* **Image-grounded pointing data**
━━━━
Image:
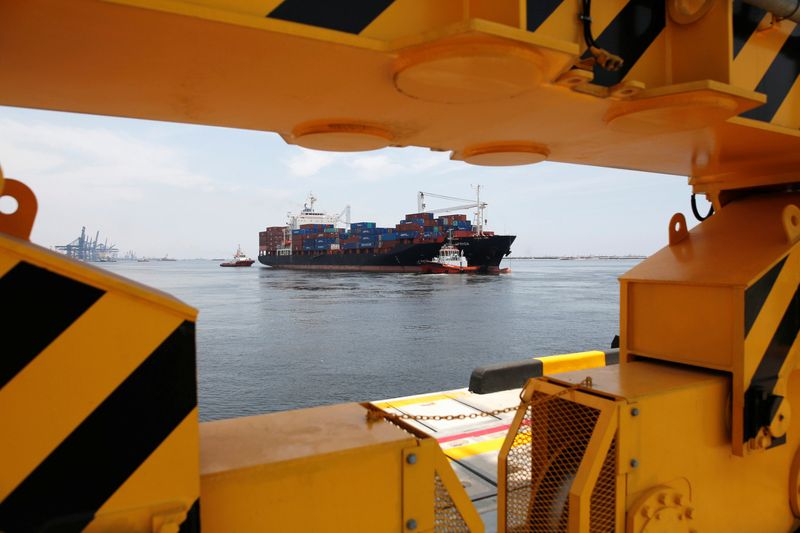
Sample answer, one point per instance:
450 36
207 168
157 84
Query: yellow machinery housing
693 430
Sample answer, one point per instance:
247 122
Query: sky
188 191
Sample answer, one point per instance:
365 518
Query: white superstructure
310 216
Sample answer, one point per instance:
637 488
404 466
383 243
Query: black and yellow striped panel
98 405
772 332
779 75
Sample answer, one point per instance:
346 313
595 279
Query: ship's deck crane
694 428
480 207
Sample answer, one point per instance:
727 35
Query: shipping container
424 216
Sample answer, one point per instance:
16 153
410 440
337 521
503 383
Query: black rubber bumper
513 375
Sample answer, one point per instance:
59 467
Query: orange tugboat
239 259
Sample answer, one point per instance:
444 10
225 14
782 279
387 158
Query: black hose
586 18
697 213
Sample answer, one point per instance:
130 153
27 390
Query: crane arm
395 78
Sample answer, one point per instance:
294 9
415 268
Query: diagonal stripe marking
350 16
779 346
757 57
540 10
629 35
170 474
789 112
88 467
52 395
779 79
41 297
746 19
756 294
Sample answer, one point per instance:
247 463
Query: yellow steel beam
394 81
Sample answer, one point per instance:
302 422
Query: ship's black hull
483 252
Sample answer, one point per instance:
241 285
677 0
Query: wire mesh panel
542 463
446 519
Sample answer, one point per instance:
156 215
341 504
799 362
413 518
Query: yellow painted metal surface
279 66
674 448
322 469
723 296
555 364
97 398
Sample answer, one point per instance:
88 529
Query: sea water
271 340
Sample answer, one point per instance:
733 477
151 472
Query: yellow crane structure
692 431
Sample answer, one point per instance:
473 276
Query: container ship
313 240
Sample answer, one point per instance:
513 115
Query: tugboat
450 260
239 259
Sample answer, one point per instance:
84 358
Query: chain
375 415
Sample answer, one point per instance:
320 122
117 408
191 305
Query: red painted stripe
476 433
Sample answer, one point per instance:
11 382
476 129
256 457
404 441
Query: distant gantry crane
━━━━
* **YOUR ASSIGNMENT**
An exact transcription of the data above is needed, without the pictures.

* **SOLUTION TO THE EXERCISE**
Image:
Sample answer, one point per instance:
450 36
207 168
157 84
Query: yellow machinery housing
693 430
Sample answer, one point per instance:
247 122
Query: sky
188 191
Sample answer, one point per instance:
365 518
Query: white superstructure
310 216
Sample answer, one point per instance:
637 488
404 466
383 243
Query: black and yellow striped panel
98 405
772 332
779 75
Sample answer, one point per instance:
346 313
595 279
Query: ship's deck crane
694 428
480 207
Sample answer, one point per instance:
727 35
Query: shipping container
424 216
Sample answer, one point per instance:
16 153
410 440
337 521
503 383
Query: black rubber bumper
513 375
Sample answer, one point per instance:
59 467
Query: orange tugboat
239 259
Sample answer, one point per instance:
444 10
225 14
782 279
387 158
Query: black hose
586 18
697 213
Sample answer, one point per instance:
130 153
27 390
Query: crane arm
395 78
Sample answer, one point per instance:
294 9
415 268
Query: diagonal stripe marking
350 16
779 346
757 57
540 10
629 35
170 474
789 112
88 467
52 395
779 79
41 297
746 19
756 294
Sample answer, one point per instance:
247 463
Query: yellow steel beam
394 81
Sample answer, one point per instance:
302 422
Query: ship's black hull
483 252
Sample answer, one point per instance:
241 285
677 0
Query: wire mesh panel
542 463
446 519
Sample answer, one point per instance:
156 215
341 504
799 362
413 518
Query: yellow painted metal surface
279 66
674 448
322 469
723 296
555 364
97 398
Sample answer, one point per instance:
88 529
Query: sea water
271 340
Sample answer, one point per instance:
733 477
151 472
Query: yellow crane structure
692 431
Sample answer, one point per instance:
473 276
Query: container ship
313 240
Sample answer, one point per instance:
513 115
Query: tugboat
450 260
239 259
Sample answer, one point per instance:
84 358
Query: chain
375 415
Sample answer, one point per instance:
320 122
117 408
191 305
Query: red painted stripe
476 433
Sample answer, one point per instance:
11 382
476 129
256 457
404 441
Query: distant gantry crane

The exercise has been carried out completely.